== TEKST
20 454 Voortgangsrapportage uitvoering wetten oorlogsgetroffenen

Nr. 197 BRIEF VAN DE STAATSSECRETARIS VAN FINANCIËN

Aan de Voorzitter van de Tweede Kamer der Staten-Generaal

Den Haag, 16 oktober 2023

De gevolgen van de verschrikkingen uit de Tweede Wereldoorlog worden ondanks het verstrijken van tijd ook vandaag de dag gevoeld in de samenleving. Voor veel mensen, zoals de gerechtigden tot een uitkering op basis van de Wet uitkeringen vervolgingsslachtoffers 1940–1945 (Wuv), zijn de gevolgen onuitwisbaar.

Tijdens de Algemene Financiële Beschouwingen op 5 oktober 2023 (Handelingen II 2023/24, nr. 9, Algemene Financiële Beschouwingen) heb ik aan uw Kamer, naar aanleiding van een vraag van het lid Grinwis, de toezegging gedaan om de fiscale consequenties van uitkeringen aan vervolgingsslachtoffers op basis van de Wuv op een rij te zetten. Middels deze brief doe ik deze toezegging gestand. Ik ga achtereenvolgens in op de historie van de Wuv, het karakter van de Wuv-uitkeringen en de verhouding tot andere compensatieregelingen voor vervolgingsslachtoffers in een internationale context. Ten slotte verbind ik daar de conclusie aan dat Wuv-uitkeringen een compensatie vormen voor gederfd inkomen dat ook tot belastbare inkomen zou hebben behoord, dat de Wuv-uitkeringen niet vergelijkbaar zijn met zogenoemde Artikel 2-Fonds uitkeringen en dat het vrijstellen van Wuv-uitkeringen niet voor de hand ligt.
====
▸ **OPDRACHT 1**
Zet het deel van de aangeleverde rijen dat begint bij de regel met "Can you see the rocky outcrop in water" en eindigt bij de regel met "column 308, row 461" om naar een JSON-lijst van strings. Neem per regel één string op en laat lege regels weg.
== AANGELEVERDE RIJEN
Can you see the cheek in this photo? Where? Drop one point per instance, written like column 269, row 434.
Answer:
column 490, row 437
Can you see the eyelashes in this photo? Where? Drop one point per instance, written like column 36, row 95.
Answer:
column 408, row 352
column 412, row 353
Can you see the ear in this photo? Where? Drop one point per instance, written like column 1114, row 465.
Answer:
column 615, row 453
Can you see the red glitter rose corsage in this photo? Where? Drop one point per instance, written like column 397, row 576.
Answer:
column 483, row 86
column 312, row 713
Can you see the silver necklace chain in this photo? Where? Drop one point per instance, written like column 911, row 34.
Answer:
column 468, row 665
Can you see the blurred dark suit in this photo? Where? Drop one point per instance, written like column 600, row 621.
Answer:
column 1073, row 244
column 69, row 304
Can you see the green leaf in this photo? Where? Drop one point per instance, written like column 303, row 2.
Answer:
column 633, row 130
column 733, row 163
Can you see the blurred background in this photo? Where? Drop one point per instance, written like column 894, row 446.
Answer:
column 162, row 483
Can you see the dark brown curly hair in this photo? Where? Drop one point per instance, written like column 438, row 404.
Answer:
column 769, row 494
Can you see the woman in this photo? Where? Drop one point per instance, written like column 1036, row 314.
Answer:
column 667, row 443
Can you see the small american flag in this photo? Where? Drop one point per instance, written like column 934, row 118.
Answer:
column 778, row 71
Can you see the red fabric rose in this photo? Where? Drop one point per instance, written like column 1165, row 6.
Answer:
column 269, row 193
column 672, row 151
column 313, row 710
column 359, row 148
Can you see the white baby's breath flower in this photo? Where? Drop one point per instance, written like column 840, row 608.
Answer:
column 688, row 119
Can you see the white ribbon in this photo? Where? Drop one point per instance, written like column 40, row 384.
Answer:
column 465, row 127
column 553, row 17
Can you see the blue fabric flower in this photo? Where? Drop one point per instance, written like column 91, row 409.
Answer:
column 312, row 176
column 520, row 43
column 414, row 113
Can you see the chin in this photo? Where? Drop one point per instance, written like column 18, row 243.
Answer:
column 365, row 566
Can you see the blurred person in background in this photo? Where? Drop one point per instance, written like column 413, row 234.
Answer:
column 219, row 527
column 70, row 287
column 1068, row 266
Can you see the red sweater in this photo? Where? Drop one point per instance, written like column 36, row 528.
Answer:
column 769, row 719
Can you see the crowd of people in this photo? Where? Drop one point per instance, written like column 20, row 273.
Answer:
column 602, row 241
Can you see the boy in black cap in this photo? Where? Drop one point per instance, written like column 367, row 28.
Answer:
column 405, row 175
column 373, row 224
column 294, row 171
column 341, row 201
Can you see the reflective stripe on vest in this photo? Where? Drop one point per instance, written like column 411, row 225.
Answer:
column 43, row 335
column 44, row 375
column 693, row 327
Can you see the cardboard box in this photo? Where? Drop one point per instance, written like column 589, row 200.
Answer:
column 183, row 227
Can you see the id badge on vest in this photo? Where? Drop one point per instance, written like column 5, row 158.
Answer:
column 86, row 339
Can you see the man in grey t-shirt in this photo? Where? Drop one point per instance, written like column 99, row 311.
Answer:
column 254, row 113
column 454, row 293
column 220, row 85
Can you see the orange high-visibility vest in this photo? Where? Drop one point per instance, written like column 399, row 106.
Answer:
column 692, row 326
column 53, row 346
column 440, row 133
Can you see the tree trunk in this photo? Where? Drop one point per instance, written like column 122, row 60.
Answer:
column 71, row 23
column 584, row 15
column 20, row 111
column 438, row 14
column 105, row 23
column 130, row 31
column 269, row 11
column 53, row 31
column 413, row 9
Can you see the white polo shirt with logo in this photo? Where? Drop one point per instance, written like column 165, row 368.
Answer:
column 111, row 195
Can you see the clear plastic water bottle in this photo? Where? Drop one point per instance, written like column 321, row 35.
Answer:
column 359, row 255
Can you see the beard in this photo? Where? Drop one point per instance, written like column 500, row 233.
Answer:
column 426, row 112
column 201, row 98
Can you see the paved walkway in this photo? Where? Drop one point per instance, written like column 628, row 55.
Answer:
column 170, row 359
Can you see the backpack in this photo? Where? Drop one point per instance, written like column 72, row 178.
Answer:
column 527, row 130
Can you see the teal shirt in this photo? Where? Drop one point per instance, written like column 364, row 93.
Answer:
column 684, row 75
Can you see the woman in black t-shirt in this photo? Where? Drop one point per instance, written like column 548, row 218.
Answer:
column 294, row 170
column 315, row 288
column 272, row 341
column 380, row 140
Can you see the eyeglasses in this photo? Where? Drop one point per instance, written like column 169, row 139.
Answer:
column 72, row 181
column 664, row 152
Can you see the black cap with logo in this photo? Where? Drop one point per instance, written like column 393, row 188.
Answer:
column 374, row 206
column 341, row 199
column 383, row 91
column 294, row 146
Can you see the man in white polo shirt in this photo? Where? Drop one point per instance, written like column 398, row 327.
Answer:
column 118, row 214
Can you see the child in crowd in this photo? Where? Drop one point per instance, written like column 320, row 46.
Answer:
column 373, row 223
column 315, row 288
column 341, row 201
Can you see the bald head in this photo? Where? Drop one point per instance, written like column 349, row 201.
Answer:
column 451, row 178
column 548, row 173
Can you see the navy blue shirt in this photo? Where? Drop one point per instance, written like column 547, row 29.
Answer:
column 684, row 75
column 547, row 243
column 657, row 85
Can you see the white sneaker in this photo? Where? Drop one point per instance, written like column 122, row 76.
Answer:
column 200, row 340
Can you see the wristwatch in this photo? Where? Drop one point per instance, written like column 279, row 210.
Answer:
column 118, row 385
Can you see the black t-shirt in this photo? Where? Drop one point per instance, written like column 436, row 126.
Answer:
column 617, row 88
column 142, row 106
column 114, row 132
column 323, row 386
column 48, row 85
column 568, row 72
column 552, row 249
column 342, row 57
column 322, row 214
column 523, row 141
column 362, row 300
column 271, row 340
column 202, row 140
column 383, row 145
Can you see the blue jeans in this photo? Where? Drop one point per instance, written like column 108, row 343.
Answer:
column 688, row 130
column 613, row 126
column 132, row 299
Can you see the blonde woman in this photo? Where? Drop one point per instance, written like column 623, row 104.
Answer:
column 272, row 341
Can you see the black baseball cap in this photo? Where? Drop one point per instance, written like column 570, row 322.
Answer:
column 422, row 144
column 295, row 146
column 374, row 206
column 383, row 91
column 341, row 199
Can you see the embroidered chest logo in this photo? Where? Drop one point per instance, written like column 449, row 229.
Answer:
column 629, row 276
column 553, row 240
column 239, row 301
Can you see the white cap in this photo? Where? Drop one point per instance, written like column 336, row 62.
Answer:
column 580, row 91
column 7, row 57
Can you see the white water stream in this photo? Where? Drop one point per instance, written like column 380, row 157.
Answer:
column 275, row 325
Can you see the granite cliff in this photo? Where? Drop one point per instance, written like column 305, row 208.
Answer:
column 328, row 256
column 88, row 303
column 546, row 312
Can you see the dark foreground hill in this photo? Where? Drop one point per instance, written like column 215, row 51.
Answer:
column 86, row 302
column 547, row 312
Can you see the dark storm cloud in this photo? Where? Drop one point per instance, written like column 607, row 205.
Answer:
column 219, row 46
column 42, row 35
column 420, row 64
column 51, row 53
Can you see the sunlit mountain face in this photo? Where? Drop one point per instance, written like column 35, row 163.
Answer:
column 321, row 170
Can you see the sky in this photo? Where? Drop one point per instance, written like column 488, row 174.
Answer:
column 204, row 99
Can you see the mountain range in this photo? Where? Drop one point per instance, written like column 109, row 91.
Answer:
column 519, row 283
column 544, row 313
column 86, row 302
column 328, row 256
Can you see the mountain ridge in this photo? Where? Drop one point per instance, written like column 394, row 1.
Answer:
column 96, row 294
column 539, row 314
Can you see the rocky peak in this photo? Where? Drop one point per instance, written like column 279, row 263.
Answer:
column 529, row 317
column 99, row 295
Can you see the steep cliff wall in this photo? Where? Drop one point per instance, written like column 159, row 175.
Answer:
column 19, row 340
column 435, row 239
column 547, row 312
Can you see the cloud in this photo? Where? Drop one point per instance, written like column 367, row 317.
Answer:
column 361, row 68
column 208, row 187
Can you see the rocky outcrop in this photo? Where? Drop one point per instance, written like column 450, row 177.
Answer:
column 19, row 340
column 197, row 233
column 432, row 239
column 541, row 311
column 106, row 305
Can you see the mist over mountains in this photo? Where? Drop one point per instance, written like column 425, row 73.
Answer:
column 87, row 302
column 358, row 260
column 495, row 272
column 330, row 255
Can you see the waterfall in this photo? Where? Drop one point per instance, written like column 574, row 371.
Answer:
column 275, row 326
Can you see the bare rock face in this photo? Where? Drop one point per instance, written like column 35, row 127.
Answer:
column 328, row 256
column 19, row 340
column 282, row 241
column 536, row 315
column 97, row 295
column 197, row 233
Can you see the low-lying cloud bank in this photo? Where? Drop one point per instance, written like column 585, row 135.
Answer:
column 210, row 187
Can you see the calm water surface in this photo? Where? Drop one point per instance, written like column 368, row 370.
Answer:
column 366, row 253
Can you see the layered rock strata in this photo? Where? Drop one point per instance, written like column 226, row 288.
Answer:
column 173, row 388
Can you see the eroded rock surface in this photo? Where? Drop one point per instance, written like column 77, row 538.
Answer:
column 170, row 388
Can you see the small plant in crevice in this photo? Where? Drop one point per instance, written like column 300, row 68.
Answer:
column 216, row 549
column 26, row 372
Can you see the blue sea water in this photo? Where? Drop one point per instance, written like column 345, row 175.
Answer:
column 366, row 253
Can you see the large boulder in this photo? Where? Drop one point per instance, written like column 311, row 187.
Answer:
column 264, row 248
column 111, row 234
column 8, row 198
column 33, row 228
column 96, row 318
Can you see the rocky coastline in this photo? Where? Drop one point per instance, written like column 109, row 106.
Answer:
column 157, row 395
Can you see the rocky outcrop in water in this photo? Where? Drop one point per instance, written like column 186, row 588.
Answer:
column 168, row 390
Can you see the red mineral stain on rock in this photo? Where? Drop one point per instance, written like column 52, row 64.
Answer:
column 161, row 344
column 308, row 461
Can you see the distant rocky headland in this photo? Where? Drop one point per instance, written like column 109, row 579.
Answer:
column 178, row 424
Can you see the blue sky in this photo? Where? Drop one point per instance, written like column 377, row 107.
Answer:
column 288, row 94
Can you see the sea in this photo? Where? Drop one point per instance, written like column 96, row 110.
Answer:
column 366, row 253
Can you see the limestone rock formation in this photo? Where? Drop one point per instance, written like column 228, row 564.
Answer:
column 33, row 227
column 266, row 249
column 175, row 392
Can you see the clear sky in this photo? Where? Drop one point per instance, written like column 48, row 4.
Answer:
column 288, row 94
====
▸ **OPDRACHT 2**
Schrijf de brief over de fiscale behandeling van Wuv-uitkeringen verder, aansluitend op de laatste zin.

▸ **ANTWOORD 1**
[
  "Can you see the rocky outcrop in water in this photo? Where? Drop one point per instance, written like column 186, row 588.",
  "Answer:",
  "column 168, row 390",
  "Can you see the red mineral stain on rock in this photo? Where? Drop one point per instance, written like column 52, row 64.",
  "Answer:",
  "column 161, row 344",
  "column 308, row 461"
]

▸ **ANTWOORD 2**
Historie van de Wuv

De Wuv verving in 1972 de Rijksgroepsregeling Vervolgingsslachtoffers 1940–1945. De Wuv vormde een wettelijke verankering van een bijzondere solidariteitsplicht ten opzichte van slachtoffers van vervolging om redenen van ras, geloof of wereldbeschouwing. De Wuv biedt financiële ondersteuning aan mensen die in de Tweede Wereldoorlog in Europa of Azië zijn vervolgd en blijvende geestelijke of lichamelijke gezondheidsschade aan deze oorlogservaringen hebben overgehouden. Bij vervolging gaat het meestal om vrijheidsberoving in bewaakte kampen of om onderduiken om hieraan te ontkomen.

Het karakter van Wuv-uitkeringen

De Wuv-uitkering garandeert een individueel vastgesteld inkomen. Dit inkomen is gebaseerd op het inkomen dat de uitkeringsgerechtigde had kunnen verdienen indien de vervolging en de daarmee samenhangende gezondheidsschade zich niet zouden hebben voorgedaan. De Wuv-uitkering biedt derhalve compensatie voor de inkomensschade die een vervolgingsslachtoffer heeft geleden als gevolg van de ervaringen in de Tweede Wereldoorlog.

De Wuv-uitkeringen zijn in een drietal belangrijke aspecten anders dan andere compensatieregelingen voor leed aangedaan tijdens de Tweede Wereldoorlog:

  • Wuv-uitkeringen hebben een inkomensaanvullend karakter. Het zijn in tegenstelling tot de meeste andere compensatieregelingen uitdrukkelijk geen schadevergoedingen of smartengelduitkeringen. De Wuv-uitkeringen vullen het inkomen van de uitkeringsgerechtigde aan tot het niveau dat hij/zij zou hebben bereikt zonder vervolgd te zijn tijdens de Tweede Wereldoorlog. Omdat de Wuv-uitkering compensatie biedt voor gederfd inkomen dat normaal gesproken tot het belastbaar inkomen zou zijn gerekend, ligt het voor de hand dat de compensatiebetalingen ook tot het belastbaar inkomen van de ontvanger worden gerekend. Bij de vaststelling van de bruto hoogte van de Wuv-uitkering is rekening gehouden met de belastingheffing.

  • Bij het vaststellen van de hoogte van Wuv-uitkeringen is rekening gehouden met het feit dat hierover belasting verschuldigd is. Anders waren Wuv-uitkeringen op aanzienlijk lagere bedragen vastgesteld. Wuv-uitkeringen zijn bedoeld om het bruto inkomen van een vervolgingsslachtoffer gelijk te maken aan het bruto inkomen dat hij/zij zou hebben genoten zonder de gezondheidsschade als gevolg van de vervolging.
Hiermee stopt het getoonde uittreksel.